--- EXERCISE DIRECTIONS ---
Reproduce word for word the lines between those holding "Segment every instance of the blue sky." and "Segment every instance of the tree line.", inclusive, and nothing else from the data below.

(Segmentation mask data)
==*==
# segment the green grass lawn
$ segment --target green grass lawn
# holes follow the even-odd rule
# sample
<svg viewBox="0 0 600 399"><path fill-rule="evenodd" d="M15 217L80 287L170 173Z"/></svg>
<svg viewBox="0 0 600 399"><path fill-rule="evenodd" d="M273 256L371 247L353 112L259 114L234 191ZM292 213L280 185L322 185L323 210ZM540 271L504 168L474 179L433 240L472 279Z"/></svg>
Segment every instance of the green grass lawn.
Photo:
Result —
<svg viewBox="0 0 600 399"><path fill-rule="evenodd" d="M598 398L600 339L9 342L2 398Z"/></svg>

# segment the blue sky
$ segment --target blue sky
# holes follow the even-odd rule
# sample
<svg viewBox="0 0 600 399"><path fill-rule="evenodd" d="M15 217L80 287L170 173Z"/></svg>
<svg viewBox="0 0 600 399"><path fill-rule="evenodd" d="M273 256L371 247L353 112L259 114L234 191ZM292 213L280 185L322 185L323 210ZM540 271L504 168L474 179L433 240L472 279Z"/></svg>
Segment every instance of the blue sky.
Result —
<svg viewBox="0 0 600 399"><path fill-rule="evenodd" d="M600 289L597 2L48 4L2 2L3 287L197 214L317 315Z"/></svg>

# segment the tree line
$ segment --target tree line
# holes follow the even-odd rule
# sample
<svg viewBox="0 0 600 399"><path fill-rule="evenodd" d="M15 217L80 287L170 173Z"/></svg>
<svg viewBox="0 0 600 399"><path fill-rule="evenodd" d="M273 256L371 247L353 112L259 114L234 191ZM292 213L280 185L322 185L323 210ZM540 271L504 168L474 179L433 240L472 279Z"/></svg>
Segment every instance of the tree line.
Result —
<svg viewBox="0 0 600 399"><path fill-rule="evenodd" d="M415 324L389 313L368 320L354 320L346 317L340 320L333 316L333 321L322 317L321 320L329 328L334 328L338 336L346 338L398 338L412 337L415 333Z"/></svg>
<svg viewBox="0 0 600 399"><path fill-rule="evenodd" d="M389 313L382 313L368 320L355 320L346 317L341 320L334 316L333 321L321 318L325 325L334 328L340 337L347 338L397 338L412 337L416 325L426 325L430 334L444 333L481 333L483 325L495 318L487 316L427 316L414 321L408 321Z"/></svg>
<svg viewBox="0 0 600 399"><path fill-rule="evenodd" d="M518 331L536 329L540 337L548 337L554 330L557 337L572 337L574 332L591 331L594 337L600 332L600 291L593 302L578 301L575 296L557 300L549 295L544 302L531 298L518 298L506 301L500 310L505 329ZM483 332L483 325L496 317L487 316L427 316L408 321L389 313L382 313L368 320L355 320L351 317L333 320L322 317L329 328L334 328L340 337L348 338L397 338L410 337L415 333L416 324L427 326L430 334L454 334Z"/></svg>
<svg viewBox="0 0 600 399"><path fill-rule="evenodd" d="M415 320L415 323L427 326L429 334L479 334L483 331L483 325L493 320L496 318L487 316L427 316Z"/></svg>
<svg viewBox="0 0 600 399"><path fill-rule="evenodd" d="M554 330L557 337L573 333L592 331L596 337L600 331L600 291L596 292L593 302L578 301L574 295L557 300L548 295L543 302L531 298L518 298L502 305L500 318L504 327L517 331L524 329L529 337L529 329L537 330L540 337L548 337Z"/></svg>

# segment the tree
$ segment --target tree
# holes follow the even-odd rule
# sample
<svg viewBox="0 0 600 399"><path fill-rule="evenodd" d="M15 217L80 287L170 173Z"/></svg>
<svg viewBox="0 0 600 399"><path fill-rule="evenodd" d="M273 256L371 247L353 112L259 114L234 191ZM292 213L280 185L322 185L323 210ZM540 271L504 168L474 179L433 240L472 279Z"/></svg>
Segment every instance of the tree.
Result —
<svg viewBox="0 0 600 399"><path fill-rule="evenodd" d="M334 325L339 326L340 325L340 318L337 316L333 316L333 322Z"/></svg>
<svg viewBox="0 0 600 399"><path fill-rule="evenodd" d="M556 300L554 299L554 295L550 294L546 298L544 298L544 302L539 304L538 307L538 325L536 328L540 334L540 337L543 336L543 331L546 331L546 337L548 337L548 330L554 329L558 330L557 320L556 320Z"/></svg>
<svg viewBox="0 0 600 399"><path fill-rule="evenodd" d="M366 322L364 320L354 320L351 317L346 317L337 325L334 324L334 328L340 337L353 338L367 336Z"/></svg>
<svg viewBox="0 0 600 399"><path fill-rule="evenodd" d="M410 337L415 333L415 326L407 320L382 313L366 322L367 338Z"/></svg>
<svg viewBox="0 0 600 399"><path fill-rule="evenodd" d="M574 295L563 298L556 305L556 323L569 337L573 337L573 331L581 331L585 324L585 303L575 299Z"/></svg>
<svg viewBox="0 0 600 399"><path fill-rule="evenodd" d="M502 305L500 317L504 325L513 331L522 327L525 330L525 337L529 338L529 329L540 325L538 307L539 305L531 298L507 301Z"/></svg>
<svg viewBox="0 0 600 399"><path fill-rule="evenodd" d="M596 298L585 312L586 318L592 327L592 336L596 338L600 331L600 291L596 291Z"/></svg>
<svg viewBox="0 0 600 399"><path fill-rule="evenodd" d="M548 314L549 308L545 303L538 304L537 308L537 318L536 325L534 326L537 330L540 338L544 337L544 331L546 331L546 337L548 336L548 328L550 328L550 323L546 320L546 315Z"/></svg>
==*==
--- REPLY TO THE EXERCISE ---
Segment every instance of the blue sky.
Result —
<svg viewBox="0 0 600 399"><path fill-rule="evenodd" d="M600 289L597 2L48 4L2 2L3 287L197 214L317 315Z"/></svg>

# segment the tree line
$ segment --target tree line
# holes follow the even-odd rule
# sample
<svg viewBox="0 0 600 399"><path fill-rule="evenodd" d="M15 217L80 287L170 173Z"/></svg>
<svg viewBox="0 0 600 399"><path fill-rule="evenodd" d="M273 256L371 247L353 112L259 114L234 191ZM292 213L280 185L322 185L323 210ZM540 271L504 168L474 179L433 240L472 279Z"/></svg>
Segment every instance of the tree line.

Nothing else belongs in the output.